In the NCBI human proteome text below, rewrite everything from "Set 1: Sequences" down to "Genomes FTP site.", changing "GRCh38.p13" to "GRCh38.p14".

## Excerpt to read
--- START ---

NCBI represents the human proteome with overlapping* sets of the Reference Sequences (RefSeq) protein sequences.
Set 1: Sequences currently annotated on the latest human reference genome; accessible from the Assembly database:
As of October 2019, the latest human reference assembly release is GRCh38.p13 and the last full annotation on the assembly is updated annotation release 109.20190905. Your download will include predicted models for proteins (the XP_ accessions) in addition to the known RefSeq proteins (the NP_ accessions). If you are interested in obtaining data for (1) interim annotation release that followed release 108 and excludes predicted models or (2) earlier assemblies and/or annotations, see the article on accessing such data on the Genomes FTP site.
Set 2: Cumulative sequence data, updated weekly, including those that are not annotated on the reference genome assembly:
See the article on obtaining various subsets of the proteome, such as the subset that excludes the predicted models.
*A protein will not be included in set 1 if it is not annotated on the reference genome. Further differences between the two sets stem from different update/release dates. RefSeq staff update the transcripts and protein records daily and combine these in weekly releases for human (and some other organisms) and in releases that occur every two months for all organisms that are included in the RefSeq project. Annotation of eukaryotic genomes follows a different schedule. RefSeq staff do not archive data of previous weekly or bi-monthly RefSeq releases.

--- END ---

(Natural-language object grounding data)
--- START ---

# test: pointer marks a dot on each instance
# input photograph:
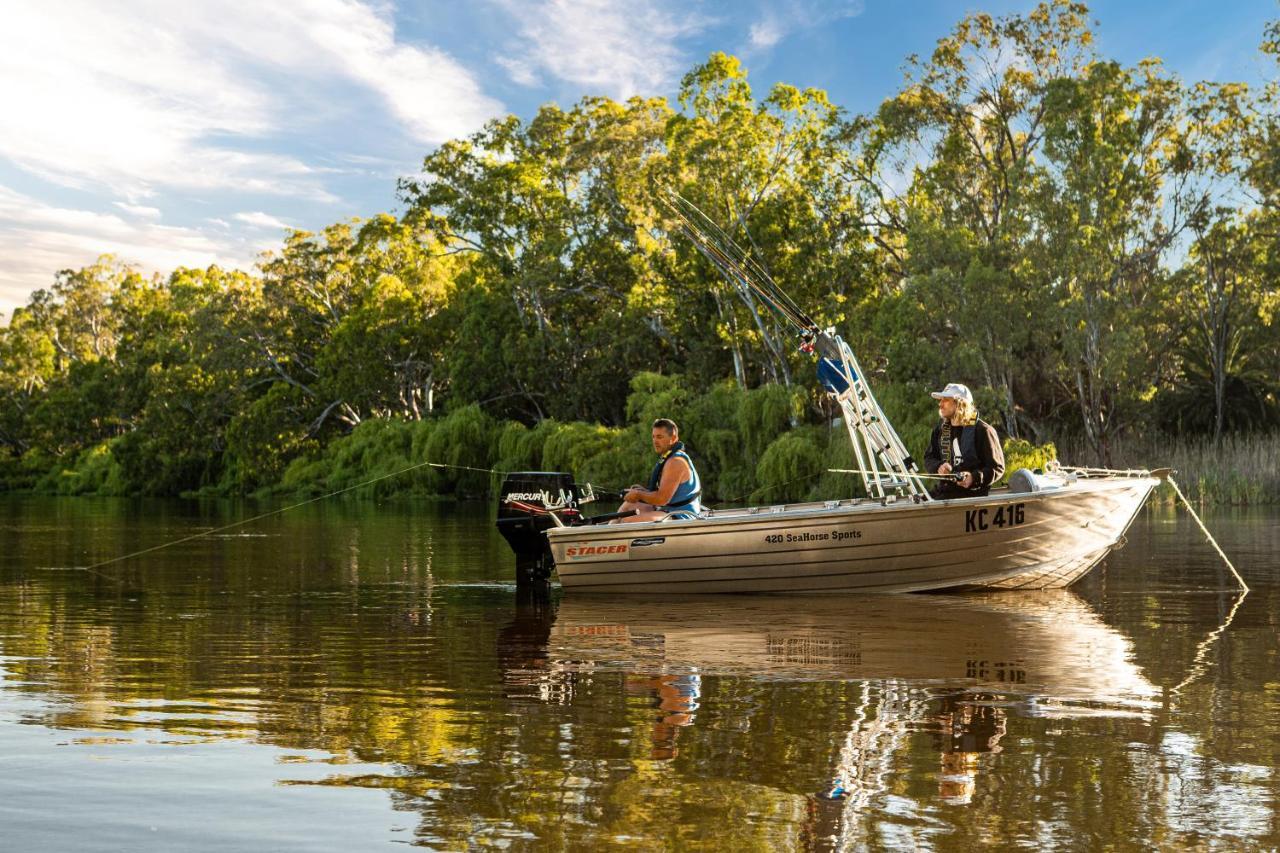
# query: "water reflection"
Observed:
(385, 656)
(1048, 647)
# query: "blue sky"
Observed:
(196, 133)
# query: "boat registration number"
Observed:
(1000, 516)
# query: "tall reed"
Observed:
(1238, 470)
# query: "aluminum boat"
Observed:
(1042, 530)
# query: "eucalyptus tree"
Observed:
(554, 299)
(1125, 164)
(949, 173)
(762, 169)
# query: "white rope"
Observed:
(1208, 536)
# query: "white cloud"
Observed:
(766, 33)
(138, 210)
(155, 95)
(520, 71)
(37, 240)
(260, 219)
(617, 49)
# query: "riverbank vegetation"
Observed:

--- END ---

## Response to the task
Set 1: Sequences currently annotated on the latest human reference genome; accessible from the Assembly database:
As of October 2019, the latest human reference assembly release is GRCh38.p14 and the last full annotation on the assembly is updated annotation release 109.20190905. Your download will include predicted models for proteins (the XP_ accessions) in addition to the known RefSeq proteins (the NP_ accessions). If you are interested in obtaining data for (1) interim annotation release that followed release 108 and excludes predicted models or (2) earlier assemblies and/or annotations, see the article on accessing such data on the Genomes FTP site.